▸ **Actividades propuestas**:
1/ Según el texto extraído, ¿por qué quien narra empezó a llorar cuando a Ciro y Esneider les entregan las llaves de su casa? Responde en una o dos oraciones.
2/ En el texto extraído, ¿qué le respondió el papá a quien narra cuando oyó "Muy duro eso"?
3/ Escribe la continuación del relato sobre la salida del cine a partir de su última oración.

▸ **Texto extraído**:
§ §

Por suerte, durante el gobierno del presidente Juan Manuel Santos en el proceso de paz, la cantidad de desmovilizados aumenta y los programas de reivindicación a la sociedad se vuelven un poco más organizados. Tan solo Ciro y Esneider pueden al fin descansar y disfrutar de un hogar digno que les ofrece el Estado, y vivir al fin una vida en paz. Cuando les entregan las llaves de su casa, me tapé el rostro con una bufanda que llevaba puesta y empecé a llorar. Sentí tanta felicidad por ellos, y a la vez, tantas injusticias por las que tuvieron que pasar, que no pude evitar que las lágrimas salieran corriendo desde mis ojos hasta mis mejillas.

Me puse a pensar, que son tantos los colombianos, tantas personas que vemos en la calle; a las que siempre vemos como personas ignorantes e incultas, pero que en realidad son personas que tienen una historia que contar, cada una con tragedias e infelicidades distintas, y que, tan solo unos pocos, que vivimos en las ciudades y apartados del campo, no tenemos idea de los privilegios que tenemos; que la comodidad de unos pocos difiera tanto de las circunstancias que tiene que vivir un niño en el bajo Cauca, por ejemplo.

Salimos de la sala, y yo solo sentía mi cuerpo sin fuerza y sin alientos, como si me hubieran golpeado. Mi papá salió suspirando. “Muy duro eso" fue lo que apenas pude decirle a mi papá. “Muy bueno” me respondió él. Bajamos a comer algo en el restaurante que había al lado de la taquilla, y yo solo pensaba, que quisiera que todos los niños del país pudieran disfrutar de venir a un cine de este tipo, por ejemplo. Que pudieran disfrutar de este tipo de comida. Y solo pensaba, que quisiera que las condiciones del país mejoraran para todos.

§ §

▸ **Material presentado**:
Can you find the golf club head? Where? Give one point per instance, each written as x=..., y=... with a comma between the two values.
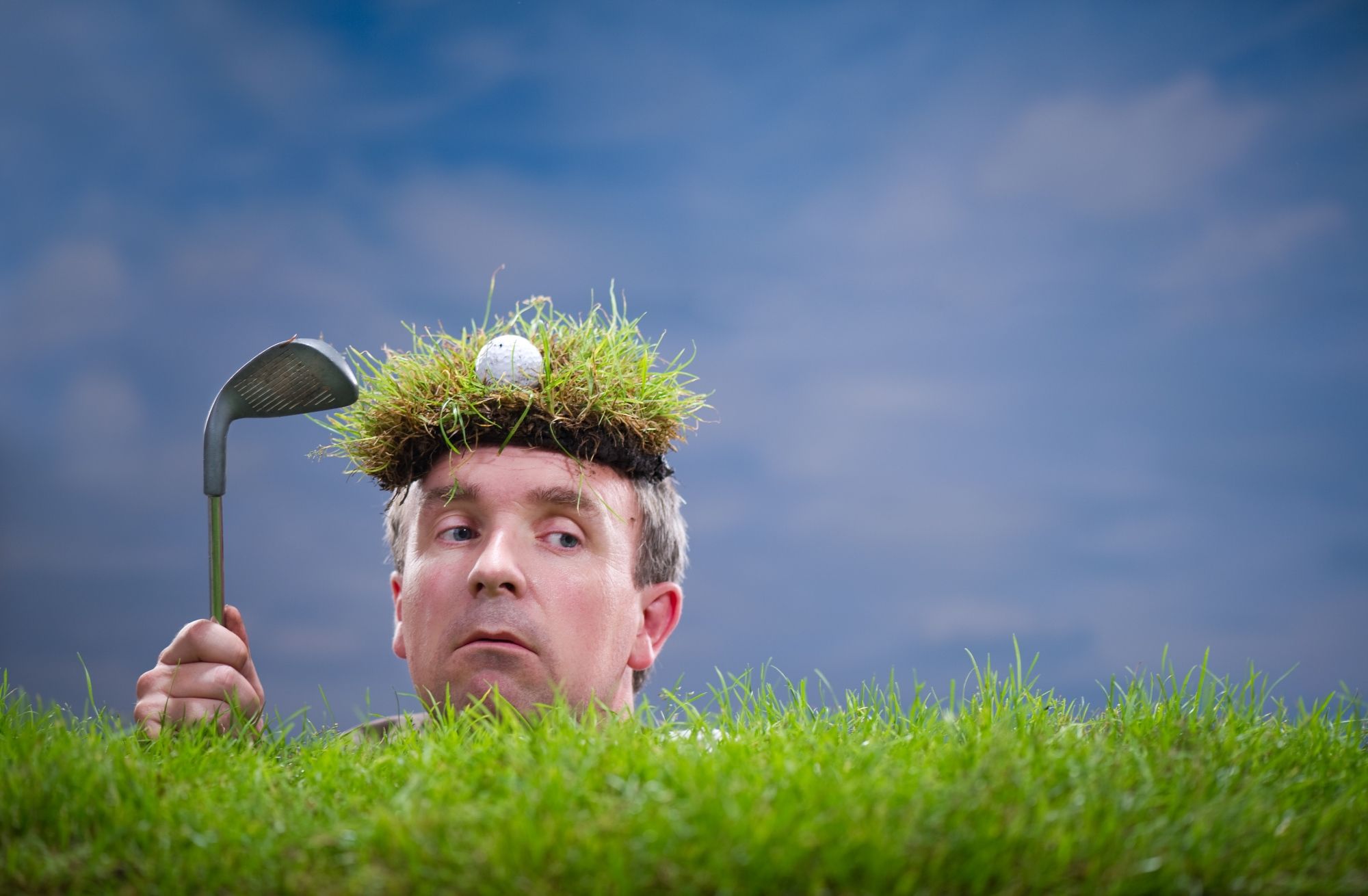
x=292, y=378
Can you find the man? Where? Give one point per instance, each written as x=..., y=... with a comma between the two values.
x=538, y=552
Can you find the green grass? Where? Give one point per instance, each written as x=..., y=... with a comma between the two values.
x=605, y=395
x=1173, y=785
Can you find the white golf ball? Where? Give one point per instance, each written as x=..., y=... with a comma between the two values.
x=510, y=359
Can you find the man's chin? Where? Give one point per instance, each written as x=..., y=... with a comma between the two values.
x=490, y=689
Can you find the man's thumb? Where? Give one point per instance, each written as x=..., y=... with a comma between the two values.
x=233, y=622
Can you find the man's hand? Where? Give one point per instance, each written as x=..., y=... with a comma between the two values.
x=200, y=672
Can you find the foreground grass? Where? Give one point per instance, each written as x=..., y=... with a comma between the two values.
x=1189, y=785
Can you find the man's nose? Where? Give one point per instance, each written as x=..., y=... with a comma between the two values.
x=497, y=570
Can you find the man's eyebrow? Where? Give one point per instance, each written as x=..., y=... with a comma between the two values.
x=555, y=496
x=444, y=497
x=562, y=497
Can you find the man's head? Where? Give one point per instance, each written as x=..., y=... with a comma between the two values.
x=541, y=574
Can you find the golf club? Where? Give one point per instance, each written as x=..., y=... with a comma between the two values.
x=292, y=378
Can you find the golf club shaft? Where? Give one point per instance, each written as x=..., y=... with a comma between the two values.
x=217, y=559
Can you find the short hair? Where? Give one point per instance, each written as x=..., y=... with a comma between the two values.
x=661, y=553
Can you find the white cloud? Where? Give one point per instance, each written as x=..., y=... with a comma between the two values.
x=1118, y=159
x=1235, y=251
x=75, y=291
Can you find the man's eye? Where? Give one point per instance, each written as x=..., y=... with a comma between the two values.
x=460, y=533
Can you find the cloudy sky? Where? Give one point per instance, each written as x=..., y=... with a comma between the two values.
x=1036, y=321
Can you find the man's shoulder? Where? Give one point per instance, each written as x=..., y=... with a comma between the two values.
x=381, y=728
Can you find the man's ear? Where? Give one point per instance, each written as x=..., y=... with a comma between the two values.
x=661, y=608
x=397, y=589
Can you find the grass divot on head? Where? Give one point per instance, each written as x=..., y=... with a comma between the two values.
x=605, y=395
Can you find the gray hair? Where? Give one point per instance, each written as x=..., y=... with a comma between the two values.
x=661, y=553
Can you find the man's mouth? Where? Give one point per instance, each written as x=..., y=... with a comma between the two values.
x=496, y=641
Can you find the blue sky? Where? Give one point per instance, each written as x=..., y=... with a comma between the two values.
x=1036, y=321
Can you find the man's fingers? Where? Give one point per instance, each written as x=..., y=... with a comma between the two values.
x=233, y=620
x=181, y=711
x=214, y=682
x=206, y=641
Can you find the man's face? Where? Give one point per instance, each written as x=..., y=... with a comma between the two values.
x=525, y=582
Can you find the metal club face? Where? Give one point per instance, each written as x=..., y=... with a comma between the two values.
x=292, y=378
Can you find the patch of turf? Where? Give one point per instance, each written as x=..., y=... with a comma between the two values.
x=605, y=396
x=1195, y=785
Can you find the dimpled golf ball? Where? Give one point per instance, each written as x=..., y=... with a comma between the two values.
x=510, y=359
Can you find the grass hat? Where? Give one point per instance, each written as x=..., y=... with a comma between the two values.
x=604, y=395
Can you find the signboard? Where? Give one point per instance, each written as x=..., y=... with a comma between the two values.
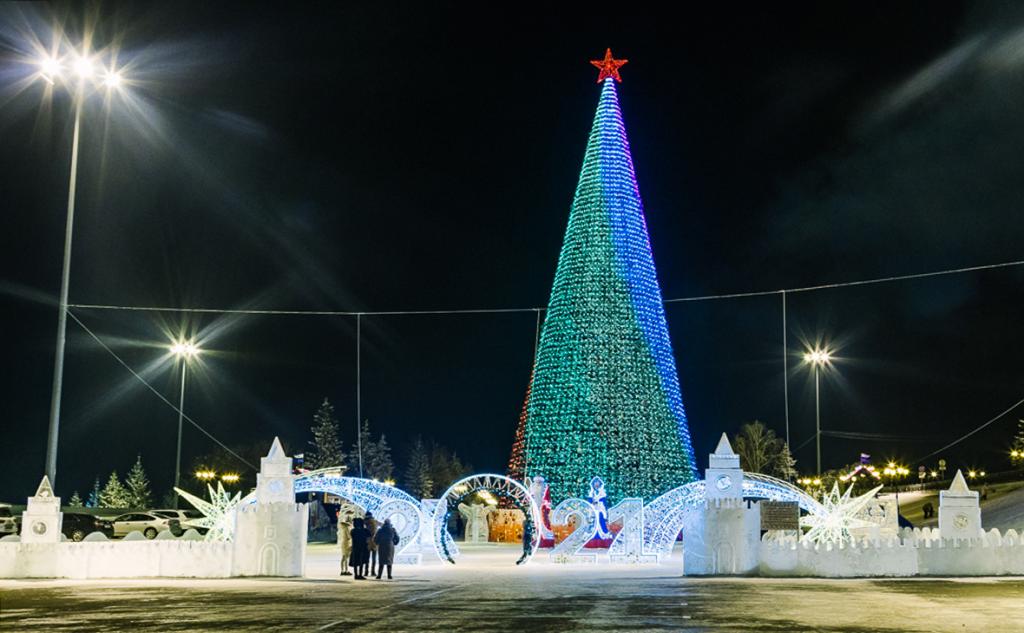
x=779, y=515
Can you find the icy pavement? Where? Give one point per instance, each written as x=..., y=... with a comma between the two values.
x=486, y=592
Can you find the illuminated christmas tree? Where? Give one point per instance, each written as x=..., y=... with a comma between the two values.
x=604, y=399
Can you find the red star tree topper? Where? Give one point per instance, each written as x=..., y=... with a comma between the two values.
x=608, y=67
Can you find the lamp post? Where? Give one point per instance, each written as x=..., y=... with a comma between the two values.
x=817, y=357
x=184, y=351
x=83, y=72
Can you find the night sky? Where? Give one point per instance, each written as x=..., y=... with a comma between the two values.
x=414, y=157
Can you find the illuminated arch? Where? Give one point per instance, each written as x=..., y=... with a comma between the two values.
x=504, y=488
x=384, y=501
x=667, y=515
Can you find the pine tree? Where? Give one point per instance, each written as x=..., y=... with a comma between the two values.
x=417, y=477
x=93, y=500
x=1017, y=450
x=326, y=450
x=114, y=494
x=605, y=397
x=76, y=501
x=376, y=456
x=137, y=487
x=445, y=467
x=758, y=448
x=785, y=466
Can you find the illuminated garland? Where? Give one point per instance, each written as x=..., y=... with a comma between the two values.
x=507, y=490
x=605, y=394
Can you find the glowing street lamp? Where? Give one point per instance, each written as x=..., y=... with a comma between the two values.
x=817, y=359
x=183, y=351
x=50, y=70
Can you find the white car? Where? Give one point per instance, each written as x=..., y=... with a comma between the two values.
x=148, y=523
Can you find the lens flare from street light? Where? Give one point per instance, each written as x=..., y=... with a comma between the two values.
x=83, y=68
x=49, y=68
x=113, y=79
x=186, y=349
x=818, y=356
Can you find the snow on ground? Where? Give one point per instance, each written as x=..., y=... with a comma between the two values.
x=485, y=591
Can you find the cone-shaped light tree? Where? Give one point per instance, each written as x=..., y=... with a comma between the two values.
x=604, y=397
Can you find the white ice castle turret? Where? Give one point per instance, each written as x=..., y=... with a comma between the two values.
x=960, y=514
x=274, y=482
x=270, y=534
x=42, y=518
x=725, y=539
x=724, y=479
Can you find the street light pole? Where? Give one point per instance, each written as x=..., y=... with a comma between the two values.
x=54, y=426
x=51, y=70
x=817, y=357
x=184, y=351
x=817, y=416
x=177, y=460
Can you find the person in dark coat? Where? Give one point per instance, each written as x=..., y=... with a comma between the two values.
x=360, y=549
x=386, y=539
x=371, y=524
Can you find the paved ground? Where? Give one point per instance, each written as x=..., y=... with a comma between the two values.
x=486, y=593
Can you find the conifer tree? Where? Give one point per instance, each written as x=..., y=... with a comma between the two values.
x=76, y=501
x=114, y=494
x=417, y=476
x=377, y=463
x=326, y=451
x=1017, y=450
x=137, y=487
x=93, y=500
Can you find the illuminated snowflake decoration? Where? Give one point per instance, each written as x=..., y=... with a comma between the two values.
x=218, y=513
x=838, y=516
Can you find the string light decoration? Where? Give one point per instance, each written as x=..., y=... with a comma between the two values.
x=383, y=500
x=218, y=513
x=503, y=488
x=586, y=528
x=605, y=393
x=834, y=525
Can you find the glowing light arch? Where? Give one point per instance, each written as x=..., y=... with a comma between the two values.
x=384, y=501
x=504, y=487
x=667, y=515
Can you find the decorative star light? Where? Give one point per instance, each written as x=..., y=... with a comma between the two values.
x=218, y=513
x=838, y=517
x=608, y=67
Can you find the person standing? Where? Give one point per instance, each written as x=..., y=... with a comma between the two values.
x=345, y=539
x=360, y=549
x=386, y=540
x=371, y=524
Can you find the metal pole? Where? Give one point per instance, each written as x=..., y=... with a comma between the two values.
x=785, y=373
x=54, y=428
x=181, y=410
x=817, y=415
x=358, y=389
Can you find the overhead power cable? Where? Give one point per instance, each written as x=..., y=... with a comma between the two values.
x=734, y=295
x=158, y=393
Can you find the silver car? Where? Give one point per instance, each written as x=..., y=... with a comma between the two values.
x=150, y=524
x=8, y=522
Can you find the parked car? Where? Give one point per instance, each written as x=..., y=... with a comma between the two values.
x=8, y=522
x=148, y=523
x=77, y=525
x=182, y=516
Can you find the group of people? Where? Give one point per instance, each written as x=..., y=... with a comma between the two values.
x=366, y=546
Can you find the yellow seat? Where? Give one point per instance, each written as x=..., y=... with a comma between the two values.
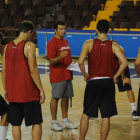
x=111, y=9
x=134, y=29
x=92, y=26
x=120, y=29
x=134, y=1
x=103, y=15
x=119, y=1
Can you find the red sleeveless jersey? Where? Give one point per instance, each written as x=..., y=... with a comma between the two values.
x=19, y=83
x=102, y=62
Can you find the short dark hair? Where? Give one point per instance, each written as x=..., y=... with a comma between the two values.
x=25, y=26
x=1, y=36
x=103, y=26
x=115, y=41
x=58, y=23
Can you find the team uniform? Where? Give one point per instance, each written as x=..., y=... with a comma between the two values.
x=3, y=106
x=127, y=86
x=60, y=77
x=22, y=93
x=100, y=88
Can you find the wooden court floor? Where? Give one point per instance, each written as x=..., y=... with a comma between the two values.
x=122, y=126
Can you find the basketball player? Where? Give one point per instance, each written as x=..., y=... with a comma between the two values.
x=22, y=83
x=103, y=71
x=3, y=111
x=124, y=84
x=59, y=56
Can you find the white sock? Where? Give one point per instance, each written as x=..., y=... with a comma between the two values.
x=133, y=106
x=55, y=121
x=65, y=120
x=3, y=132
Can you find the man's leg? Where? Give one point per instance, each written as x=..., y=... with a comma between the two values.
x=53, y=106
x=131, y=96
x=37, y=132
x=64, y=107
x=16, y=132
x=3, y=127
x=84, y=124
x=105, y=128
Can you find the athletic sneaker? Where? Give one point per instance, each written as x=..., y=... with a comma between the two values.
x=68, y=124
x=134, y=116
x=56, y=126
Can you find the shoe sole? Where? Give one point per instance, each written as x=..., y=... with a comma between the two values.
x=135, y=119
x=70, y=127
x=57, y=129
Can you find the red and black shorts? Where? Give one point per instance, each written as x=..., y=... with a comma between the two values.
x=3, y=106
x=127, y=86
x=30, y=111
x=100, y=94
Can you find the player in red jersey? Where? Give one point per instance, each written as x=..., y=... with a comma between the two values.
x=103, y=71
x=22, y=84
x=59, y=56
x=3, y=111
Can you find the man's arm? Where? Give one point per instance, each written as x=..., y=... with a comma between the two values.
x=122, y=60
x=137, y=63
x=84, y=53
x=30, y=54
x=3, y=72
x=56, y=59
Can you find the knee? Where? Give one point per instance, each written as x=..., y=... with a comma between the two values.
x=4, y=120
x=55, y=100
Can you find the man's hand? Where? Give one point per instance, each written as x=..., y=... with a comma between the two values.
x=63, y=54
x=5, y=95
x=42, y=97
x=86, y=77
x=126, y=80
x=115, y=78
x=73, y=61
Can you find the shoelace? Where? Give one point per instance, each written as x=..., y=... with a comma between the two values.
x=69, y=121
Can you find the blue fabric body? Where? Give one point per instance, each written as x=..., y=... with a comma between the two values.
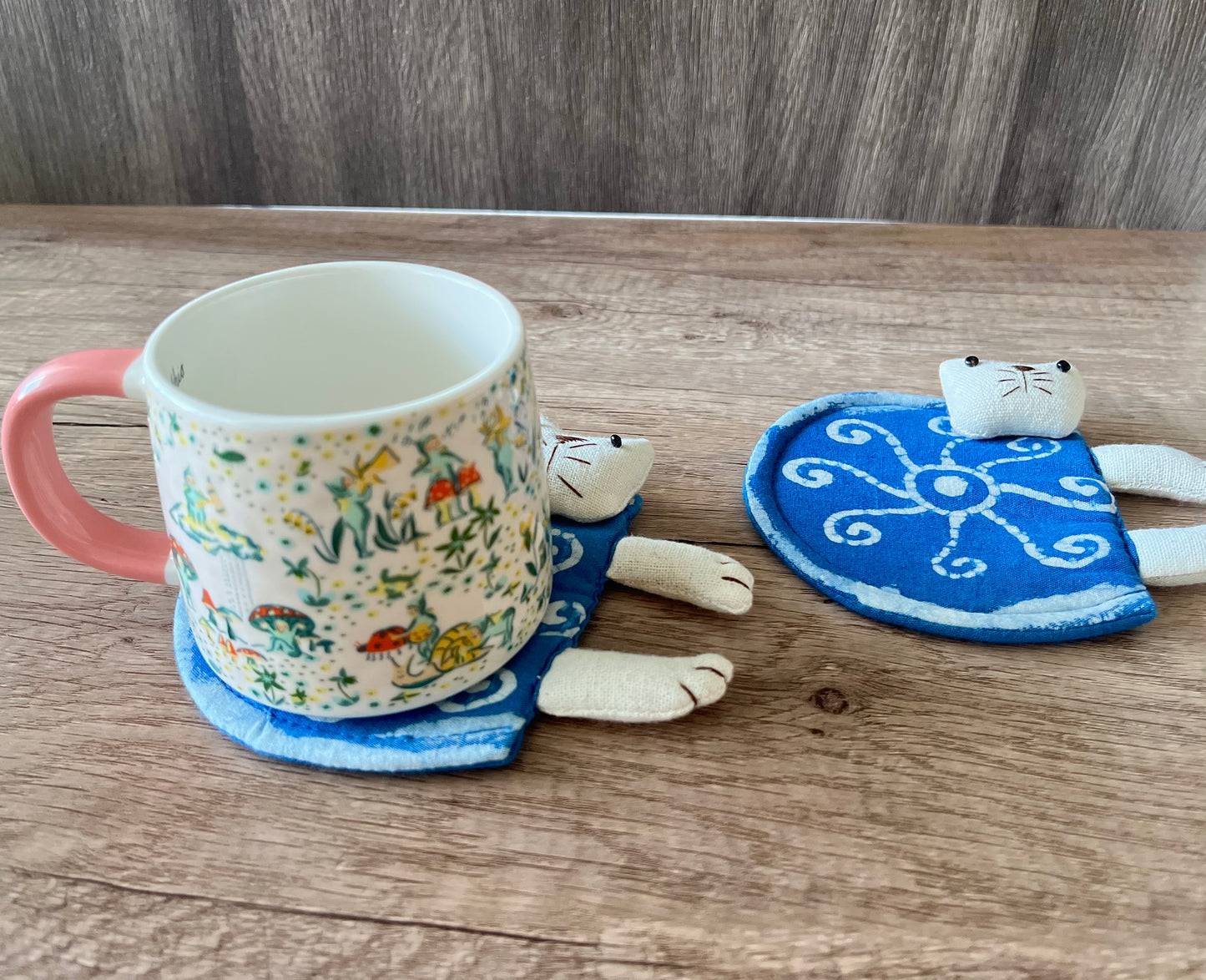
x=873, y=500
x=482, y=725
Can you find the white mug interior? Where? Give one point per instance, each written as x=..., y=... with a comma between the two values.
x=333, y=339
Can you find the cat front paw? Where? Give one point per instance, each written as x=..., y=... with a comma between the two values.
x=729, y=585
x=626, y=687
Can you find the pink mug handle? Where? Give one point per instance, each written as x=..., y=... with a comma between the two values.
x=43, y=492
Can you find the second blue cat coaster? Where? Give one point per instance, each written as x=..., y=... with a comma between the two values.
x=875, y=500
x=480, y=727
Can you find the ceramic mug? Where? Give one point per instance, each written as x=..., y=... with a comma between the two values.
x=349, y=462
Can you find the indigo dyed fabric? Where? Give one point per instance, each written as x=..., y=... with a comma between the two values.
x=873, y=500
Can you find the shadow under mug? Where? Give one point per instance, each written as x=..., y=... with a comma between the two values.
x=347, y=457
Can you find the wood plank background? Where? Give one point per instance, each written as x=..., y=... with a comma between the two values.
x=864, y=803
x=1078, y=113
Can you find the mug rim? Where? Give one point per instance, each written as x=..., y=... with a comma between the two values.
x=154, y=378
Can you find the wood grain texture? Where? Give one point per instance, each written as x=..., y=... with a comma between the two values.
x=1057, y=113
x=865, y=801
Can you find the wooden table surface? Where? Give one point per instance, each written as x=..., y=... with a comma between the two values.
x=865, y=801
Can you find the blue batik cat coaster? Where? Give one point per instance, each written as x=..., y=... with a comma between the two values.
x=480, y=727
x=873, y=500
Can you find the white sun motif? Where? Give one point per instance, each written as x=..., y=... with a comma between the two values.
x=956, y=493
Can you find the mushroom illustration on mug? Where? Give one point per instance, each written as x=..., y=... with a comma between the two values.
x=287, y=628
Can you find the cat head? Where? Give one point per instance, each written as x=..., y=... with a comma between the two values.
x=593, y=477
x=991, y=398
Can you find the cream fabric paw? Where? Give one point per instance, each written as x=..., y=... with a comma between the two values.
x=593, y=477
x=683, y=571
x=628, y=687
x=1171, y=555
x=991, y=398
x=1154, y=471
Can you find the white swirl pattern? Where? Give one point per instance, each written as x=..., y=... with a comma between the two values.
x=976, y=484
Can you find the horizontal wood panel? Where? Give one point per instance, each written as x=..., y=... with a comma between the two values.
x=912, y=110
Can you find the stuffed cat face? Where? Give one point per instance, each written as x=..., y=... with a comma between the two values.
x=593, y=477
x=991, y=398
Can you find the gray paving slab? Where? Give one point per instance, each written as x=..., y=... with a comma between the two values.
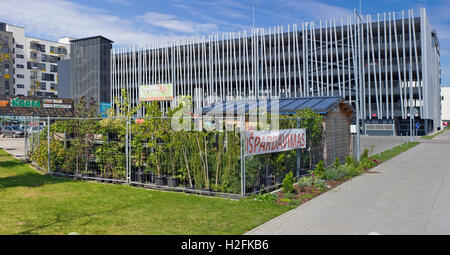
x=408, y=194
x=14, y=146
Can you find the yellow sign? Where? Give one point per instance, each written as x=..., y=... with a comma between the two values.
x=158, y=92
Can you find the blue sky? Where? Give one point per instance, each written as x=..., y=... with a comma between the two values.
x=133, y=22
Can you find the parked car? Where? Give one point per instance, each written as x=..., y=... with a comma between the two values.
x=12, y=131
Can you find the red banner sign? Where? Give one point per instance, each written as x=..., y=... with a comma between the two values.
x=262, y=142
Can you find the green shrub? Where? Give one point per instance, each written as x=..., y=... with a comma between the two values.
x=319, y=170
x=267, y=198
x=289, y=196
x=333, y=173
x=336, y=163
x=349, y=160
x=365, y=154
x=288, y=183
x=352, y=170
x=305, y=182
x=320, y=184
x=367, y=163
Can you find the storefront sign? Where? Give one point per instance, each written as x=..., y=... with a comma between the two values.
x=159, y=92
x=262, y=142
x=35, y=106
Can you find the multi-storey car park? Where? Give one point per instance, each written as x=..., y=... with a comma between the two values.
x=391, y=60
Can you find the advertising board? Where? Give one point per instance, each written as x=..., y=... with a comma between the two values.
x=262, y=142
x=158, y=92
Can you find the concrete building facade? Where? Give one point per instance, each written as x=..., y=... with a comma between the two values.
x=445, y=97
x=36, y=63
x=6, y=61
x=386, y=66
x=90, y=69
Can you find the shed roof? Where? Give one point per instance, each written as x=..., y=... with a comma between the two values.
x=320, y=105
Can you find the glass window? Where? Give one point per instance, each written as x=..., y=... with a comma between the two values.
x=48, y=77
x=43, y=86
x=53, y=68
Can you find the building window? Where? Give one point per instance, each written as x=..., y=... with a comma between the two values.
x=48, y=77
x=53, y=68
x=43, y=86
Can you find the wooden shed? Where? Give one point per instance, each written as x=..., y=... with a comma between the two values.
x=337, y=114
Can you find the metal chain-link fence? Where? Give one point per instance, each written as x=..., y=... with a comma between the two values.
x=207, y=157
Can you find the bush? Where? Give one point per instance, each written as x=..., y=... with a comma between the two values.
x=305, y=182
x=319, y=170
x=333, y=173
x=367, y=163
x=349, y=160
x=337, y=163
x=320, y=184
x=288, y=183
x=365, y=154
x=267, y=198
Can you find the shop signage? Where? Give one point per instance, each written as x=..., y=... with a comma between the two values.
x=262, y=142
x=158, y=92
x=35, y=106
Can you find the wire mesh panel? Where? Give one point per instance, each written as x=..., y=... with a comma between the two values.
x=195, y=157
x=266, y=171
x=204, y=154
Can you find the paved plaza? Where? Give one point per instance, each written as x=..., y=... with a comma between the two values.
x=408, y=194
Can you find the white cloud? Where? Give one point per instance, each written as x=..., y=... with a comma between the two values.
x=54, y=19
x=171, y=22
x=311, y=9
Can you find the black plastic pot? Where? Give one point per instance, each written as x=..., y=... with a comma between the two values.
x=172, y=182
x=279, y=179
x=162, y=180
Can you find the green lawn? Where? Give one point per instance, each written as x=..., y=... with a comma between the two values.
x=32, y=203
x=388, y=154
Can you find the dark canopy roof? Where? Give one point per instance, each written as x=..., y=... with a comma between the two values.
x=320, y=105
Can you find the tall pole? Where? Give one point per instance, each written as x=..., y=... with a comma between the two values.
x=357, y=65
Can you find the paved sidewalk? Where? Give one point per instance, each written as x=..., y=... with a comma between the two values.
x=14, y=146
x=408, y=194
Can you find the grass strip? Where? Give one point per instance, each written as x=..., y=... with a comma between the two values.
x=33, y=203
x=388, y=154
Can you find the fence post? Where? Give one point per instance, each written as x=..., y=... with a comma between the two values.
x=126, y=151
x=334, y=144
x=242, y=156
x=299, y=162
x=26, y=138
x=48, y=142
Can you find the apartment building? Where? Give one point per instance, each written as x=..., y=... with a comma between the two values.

§ §

▸ **Los resultados**:
1/ Quien narra lloró porque sintió mucha felicidad por Ciro y Esneider. Al mismo tiempo, pensó en las tantas injusticias por las que tuvieron que pasar.

2/ Le respondió "Muy bueno".

3/
La sensación que queda después de ver una película de esta clase es de desesperanza, de horror y de desasosiego. De no poder explicarse cómo todavía quede gente que le niegue a este país su derecho a vivir, por fin, en paz. Que definitivamente somos pocos los que no hemos sentido al otro lado de nuestras puertas, en nuestras narices, el dolor y la angustia generadas por la guerra. Que Colombias hay dos. Una cuya existencia discurre en la cotidianidad de las oficinas, de los colegios, de las redes sociales, de Netflix y de los Crepes & Waffles.  Mientras existe otra apaleada por la necesidad, la miseria y la desesperanza. Esa en la que la angustia consiste, no en saber si puedo cambiar de carro, sino en saber si puedo o no ver crecer a mis hijos. Si es a mí al que me tocará enterrarlos, y no ellos a mí. Esa Colombia hundida en el marasmo de lo incierto. Esa Colombia a la que resulta imprescindible conocer y entender. A ver si dejamos de ser tan hijueputas.